Fora and forums are plurals of forum. The former conforms to the original Latin, which some people prefer, while others like the Anglicized form. Neither is right or wrong, and choosing between them is mostly a matter of preference. Be aware, however, that forums is by far the more common form in most types of writing throughout the English-speaking world. Fora still has the edge in scientific and scholarly contexts, though. This is not surprising, as Latin forms are typically more common in these types of writing. Outside these contexts, fora can be distracting and even confusing to readers who are used to seeing the English word.
Of course, there are some Latin plurals conventionally used in English even outside science and scholarly writing. Memoranda, for instance, is more common than memorandums, and phenomena is considered the only correct plural of phenomenon. Fora is not among these, though. It is clear that most English speakers prefer to pluralize this word in the English manner.
-.-.-
To do >>
(a) In the usage note on the plurals of forum, which plural still has the edge in scientific and scholarly contexts?
(b) Summarize the usage note on the plurals of forum in two sentences.

Data >>
-.-.-
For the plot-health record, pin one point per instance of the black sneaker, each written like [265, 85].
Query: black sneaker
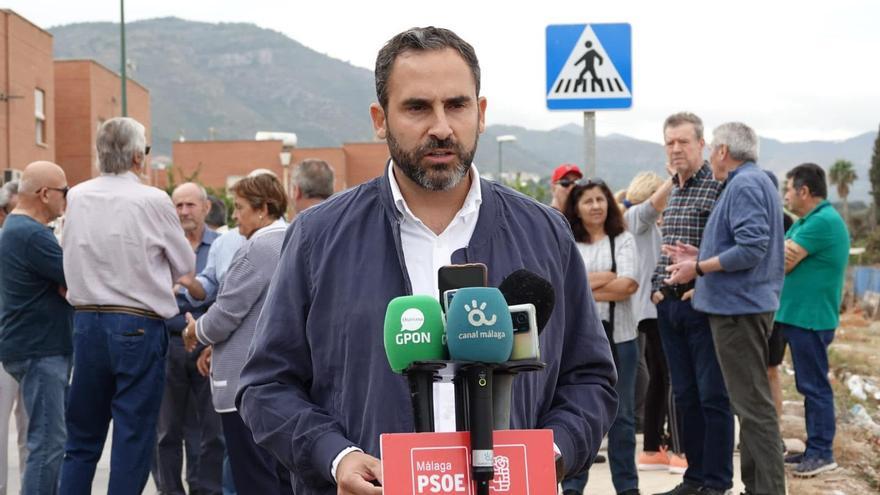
-.-.-
List of solutions >>
(a) Fora.

(b) Fora and forums are both plurals of forum, and neither is right or wrong, though forums is by far the more common form in most types of writing while fora still has the edge in scientific and scholarly contexts. Unlike memoranda or phenomena, fora is not a Latin plural conventionally used outside those contexts, where it can distract or confuse readers, and most English speakers prefer to pluralize the word in the English manner.